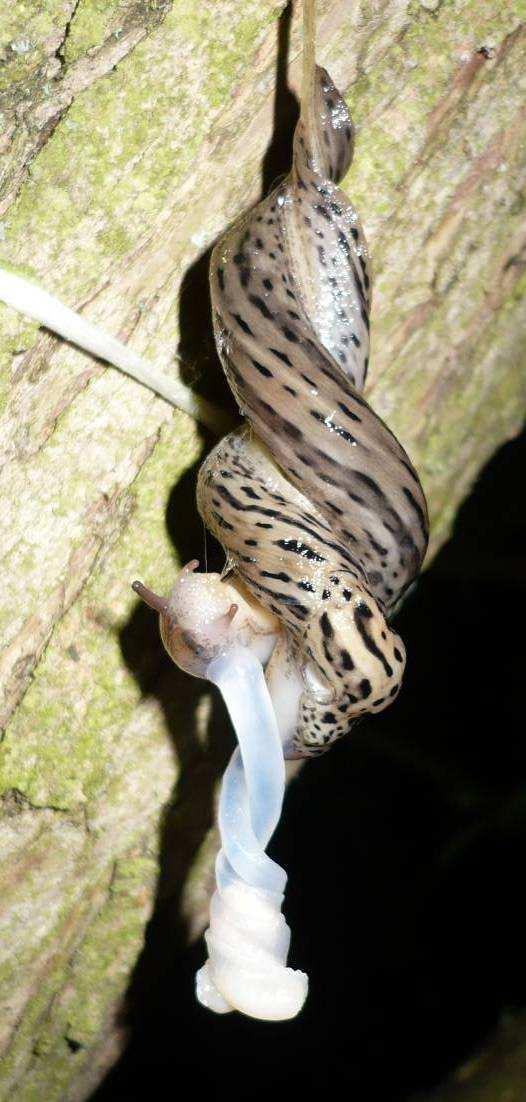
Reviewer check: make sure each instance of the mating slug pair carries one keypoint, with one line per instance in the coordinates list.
(321, 514)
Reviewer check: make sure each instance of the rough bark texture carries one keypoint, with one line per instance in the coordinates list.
(132, 132)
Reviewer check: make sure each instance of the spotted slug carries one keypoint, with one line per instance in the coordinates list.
(319, 508)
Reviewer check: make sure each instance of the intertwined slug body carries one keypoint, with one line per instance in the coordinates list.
(317, 504)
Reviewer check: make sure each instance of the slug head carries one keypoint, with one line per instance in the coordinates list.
(204, 617)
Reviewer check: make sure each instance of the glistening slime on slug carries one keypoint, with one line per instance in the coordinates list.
(323, 520)
(319, 509)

WHAT TO WORK ON —
Word for word, output the whole listing, but not its pictures.

TASK RESULT —
Reviewer check: make sure each instance of the mating slug pair carries one keypoint, with one line per instance in the coordinates list.
(321, 514)
Reviewer check: make sure each instance of the rough bark texture carries one keypoint, with one line per instance in the coordinates list.
(132, 132)
Reviewer check: make sure each instance of the spotted slug carries one keypoint, with one line per instance in the coordinates list.
(319, 508)
Reviewer check: make sure each instance of the intertwined slug body carries one keypoint, with one line per instance in the coordinates list.
(317, 504)
Reviewer check: make sure each instance of the slug head carries one keypoint, with one line per instance in the coordinates list.
(204, 617)
Reviewer check: make sure each instance of the glistening slime on slug carries one keypoint, with one line per instance in the coordinates list.
(323, 520)
(319, 509)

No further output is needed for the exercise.